● SUPPLIED DATA:
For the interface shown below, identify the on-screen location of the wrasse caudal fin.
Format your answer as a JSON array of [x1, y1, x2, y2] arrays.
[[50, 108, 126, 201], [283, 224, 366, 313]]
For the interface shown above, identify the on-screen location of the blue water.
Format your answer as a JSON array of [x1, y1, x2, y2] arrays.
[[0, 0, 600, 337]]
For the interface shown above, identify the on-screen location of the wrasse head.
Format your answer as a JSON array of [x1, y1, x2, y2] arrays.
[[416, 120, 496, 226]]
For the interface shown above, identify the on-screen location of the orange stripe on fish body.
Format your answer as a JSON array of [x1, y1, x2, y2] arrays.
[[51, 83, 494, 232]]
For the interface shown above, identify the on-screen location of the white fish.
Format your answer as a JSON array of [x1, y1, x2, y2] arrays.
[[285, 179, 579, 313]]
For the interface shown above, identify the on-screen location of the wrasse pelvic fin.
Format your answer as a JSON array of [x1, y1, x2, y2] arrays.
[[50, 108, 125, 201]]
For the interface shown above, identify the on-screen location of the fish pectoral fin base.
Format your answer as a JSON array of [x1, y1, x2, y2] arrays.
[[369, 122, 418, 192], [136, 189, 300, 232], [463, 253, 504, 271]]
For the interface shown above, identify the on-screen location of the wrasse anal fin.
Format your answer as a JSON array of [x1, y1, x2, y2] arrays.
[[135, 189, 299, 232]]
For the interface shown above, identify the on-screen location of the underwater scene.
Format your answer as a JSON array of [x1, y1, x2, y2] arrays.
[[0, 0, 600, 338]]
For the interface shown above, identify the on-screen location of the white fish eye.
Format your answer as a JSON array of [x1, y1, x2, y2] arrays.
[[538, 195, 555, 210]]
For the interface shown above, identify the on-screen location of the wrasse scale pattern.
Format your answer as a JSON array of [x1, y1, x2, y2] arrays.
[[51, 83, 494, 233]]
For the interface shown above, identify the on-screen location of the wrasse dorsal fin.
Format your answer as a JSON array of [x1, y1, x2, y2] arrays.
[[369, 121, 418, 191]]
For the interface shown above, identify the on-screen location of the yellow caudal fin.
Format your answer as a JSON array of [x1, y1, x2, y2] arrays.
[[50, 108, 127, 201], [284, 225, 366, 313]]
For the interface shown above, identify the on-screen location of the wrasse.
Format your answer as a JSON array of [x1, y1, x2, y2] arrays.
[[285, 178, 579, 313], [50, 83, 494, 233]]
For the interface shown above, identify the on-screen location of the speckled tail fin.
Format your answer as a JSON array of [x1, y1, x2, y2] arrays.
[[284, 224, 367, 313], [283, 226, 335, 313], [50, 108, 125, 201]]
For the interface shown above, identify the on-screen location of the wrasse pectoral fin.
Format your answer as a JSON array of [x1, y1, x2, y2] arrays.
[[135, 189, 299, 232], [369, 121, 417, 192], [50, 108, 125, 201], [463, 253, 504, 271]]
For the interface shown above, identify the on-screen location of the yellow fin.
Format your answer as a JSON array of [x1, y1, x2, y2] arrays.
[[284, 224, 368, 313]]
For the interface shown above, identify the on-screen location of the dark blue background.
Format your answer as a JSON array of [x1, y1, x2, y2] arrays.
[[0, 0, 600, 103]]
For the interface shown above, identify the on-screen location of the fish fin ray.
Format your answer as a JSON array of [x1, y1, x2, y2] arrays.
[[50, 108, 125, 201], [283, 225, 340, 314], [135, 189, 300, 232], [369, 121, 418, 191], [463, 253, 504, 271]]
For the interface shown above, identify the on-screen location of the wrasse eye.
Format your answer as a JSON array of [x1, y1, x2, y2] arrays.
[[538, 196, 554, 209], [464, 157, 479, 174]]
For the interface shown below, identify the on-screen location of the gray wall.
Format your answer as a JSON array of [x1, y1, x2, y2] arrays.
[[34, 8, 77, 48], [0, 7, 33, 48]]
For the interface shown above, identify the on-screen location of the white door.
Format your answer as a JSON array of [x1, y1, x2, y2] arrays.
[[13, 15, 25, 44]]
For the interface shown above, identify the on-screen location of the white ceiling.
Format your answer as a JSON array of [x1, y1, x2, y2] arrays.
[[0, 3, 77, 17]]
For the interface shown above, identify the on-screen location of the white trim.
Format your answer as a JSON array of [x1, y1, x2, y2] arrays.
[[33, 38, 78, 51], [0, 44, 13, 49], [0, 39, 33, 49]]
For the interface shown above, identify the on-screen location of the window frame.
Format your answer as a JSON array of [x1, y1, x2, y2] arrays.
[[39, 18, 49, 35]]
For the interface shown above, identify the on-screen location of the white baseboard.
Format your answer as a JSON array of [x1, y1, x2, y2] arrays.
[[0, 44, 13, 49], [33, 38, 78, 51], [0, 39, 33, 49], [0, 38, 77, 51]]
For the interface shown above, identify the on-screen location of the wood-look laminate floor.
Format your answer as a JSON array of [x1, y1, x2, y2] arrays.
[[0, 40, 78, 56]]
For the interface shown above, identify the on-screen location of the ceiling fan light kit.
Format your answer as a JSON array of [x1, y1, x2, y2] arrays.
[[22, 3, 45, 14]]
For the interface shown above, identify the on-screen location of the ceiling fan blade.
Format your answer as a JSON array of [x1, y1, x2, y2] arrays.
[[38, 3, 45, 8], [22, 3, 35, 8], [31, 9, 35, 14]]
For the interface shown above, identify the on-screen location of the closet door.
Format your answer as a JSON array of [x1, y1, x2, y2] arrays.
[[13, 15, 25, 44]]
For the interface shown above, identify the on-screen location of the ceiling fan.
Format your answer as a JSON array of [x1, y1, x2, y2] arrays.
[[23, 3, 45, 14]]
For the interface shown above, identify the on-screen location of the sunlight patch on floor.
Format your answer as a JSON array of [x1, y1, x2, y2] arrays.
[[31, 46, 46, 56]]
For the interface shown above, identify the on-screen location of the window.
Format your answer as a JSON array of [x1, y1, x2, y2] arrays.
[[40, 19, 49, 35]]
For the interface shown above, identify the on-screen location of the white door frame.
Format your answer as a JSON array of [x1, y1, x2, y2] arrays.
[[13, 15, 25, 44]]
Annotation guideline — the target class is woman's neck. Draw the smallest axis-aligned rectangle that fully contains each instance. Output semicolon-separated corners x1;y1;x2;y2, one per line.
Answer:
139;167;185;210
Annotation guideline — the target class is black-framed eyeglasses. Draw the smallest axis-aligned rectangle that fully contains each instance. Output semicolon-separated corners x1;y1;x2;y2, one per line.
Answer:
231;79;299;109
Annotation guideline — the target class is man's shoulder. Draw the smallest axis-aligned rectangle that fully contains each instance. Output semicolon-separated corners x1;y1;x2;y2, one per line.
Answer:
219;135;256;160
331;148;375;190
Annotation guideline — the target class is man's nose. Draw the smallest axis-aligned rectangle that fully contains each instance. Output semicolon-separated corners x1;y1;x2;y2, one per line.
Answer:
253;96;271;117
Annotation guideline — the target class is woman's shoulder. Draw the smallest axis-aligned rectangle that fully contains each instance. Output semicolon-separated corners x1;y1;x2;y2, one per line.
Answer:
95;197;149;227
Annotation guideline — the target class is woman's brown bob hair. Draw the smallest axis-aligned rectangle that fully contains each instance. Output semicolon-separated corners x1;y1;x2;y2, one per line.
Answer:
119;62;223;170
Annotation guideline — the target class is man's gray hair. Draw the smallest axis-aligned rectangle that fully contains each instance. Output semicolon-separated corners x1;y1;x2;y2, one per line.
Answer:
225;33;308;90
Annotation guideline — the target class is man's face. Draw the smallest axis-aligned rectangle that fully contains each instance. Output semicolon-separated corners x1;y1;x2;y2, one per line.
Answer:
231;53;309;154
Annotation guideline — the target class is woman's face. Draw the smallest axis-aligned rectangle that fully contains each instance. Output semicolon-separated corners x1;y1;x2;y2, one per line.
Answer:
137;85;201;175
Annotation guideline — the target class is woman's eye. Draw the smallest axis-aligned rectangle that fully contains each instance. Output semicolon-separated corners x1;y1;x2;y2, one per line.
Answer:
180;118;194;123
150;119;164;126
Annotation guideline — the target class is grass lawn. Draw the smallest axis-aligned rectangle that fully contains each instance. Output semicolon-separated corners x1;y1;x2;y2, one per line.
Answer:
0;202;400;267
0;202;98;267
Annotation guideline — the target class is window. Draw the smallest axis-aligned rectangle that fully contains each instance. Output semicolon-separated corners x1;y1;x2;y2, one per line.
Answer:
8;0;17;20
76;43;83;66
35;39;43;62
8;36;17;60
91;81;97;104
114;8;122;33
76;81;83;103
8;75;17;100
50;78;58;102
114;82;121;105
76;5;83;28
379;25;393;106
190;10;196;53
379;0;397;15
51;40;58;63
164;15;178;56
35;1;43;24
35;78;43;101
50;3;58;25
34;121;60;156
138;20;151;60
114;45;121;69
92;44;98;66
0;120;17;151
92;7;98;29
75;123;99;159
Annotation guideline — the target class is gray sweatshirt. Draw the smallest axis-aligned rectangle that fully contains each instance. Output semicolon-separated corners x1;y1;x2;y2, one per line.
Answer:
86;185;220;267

● SHORT EXERCISE:
Shift every bounding-box coordinate up by 54 and rewrite the entries from the line with "pectoral fin base." through the line with "232], [463, 253, 504, 271]]", both ends included and the request lines kept. Output only those lines.

● THE ANSWER:
For the interface shown above, identify the on-screen location of the fish pectoral fin base.
Format your answer as a JSON array of [x1, y1, x2, y2] arrays.
[[423, 176, 472, 246], [190, 243, 354, 286], [517, 307, 558, 325]]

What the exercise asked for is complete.